(Records of labeled points)
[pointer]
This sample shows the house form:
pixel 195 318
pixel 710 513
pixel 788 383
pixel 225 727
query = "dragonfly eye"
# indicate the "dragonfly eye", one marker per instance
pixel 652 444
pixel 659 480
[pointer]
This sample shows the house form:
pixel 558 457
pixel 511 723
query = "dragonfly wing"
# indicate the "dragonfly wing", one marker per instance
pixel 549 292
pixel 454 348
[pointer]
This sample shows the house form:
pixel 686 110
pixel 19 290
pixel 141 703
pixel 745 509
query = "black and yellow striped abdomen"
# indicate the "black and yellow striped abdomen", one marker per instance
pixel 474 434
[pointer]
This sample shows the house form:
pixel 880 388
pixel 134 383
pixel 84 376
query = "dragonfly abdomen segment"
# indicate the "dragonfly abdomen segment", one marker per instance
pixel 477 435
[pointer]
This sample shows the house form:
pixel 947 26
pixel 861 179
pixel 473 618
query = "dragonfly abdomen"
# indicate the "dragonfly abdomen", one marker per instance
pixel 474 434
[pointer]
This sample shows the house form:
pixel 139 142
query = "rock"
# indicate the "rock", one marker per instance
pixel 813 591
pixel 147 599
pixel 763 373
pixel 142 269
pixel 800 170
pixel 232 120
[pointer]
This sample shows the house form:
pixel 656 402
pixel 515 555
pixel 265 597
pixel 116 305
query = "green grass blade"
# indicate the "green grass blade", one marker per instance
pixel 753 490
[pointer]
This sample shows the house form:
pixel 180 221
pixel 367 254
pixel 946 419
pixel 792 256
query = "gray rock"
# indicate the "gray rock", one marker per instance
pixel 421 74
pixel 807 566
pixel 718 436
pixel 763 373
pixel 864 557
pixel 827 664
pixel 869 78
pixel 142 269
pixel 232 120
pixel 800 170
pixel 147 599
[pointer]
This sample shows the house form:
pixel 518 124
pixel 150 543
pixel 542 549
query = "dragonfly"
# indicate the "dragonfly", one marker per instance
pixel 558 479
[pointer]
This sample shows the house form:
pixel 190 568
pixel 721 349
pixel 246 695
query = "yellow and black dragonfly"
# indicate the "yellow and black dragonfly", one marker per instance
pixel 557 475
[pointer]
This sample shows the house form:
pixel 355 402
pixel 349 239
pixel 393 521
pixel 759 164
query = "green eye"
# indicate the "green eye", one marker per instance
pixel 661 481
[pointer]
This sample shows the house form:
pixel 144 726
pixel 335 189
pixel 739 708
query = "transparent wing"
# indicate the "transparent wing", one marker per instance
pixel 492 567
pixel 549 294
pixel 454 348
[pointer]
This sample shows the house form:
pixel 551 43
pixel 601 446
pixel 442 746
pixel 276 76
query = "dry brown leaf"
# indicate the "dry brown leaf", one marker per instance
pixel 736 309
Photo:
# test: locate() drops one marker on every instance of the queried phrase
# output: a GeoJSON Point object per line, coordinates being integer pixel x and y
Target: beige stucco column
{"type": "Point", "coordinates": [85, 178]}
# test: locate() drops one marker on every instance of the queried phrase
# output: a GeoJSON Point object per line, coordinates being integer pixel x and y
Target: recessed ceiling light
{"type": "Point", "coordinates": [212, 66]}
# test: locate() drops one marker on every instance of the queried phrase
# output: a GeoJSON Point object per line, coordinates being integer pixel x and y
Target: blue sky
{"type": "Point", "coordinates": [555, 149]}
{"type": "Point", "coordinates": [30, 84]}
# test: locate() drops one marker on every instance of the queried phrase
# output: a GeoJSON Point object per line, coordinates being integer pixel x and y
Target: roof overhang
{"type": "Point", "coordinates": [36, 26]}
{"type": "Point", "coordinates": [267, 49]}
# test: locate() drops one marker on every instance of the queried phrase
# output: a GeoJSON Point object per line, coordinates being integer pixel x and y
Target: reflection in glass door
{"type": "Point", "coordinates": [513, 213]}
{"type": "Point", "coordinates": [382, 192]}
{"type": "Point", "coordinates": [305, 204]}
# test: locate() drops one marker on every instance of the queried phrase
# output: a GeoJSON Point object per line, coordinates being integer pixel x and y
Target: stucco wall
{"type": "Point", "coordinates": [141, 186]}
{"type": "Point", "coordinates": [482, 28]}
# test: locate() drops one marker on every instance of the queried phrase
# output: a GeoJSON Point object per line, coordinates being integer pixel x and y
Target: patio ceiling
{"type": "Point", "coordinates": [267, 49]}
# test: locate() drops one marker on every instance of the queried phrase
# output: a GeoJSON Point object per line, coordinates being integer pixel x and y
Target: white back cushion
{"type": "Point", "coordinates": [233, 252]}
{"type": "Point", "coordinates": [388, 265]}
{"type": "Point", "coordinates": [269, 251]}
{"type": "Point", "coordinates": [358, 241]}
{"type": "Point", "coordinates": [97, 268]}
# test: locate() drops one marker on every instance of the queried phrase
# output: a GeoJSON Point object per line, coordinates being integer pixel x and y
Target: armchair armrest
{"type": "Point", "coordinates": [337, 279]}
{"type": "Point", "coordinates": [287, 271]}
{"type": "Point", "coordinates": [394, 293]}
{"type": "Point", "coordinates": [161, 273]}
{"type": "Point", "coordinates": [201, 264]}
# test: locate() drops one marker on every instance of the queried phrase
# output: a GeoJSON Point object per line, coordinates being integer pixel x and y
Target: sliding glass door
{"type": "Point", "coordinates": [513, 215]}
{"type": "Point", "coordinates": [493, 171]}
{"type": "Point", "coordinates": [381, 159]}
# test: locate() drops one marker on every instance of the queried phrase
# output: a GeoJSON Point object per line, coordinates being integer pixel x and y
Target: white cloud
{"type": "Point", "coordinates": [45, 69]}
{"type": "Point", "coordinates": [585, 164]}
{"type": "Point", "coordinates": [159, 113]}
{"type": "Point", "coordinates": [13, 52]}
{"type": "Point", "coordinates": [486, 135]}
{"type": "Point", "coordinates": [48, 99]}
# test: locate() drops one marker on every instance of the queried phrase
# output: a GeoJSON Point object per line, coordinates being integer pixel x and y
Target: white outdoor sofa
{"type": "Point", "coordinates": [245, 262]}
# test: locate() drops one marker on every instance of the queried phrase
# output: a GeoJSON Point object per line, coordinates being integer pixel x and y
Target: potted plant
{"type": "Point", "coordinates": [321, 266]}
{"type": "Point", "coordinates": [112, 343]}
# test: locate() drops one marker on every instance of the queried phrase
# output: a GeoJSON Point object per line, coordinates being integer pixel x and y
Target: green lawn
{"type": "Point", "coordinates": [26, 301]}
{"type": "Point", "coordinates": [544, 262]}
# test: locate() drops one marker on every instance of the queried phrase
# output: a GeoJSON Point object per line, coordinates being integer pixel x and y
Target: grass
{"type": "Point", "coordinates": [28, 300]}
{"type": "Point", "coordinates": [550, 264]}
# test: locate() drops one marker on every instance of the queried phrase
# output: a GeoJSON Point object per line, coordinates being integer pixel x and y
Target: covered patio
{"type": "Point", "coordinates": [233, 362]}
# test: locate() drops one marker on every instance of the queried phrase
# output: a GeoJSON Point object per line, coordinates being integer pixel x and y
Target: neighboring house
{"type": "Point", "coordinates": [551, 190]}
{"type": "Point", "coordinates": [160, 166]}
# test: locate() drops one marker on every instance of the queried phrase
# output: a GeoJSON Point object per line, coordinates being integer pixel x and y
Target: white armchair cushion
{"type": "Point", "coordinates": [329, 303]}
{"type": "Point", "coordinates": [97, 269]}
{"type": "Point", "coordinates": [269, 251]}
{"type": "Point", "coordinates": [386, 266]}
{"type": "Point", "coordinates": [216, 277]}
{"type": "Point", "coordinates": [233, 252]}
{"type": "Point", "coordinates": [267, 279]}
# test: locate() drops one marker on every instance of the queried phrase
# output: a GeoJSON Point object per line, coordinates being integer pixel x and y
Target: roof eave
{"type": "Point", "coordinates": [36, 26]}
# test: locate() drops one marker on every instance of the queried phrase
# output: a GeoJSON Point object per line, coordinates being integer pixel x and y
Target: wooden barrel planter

Task requirements: Please return the rows word for word, starting with the first line and going on through the line with "pixel 659 480", including both.

Answer:
[pointer]
This sample shows the house form:
pixel 195 318
pixel 710 513
pixel 788 383
pixel 225 727
query = "dragonfly eye"
# indicate the "dragonfly eye", one marker per instance
pixel 652 444
pixel 659 480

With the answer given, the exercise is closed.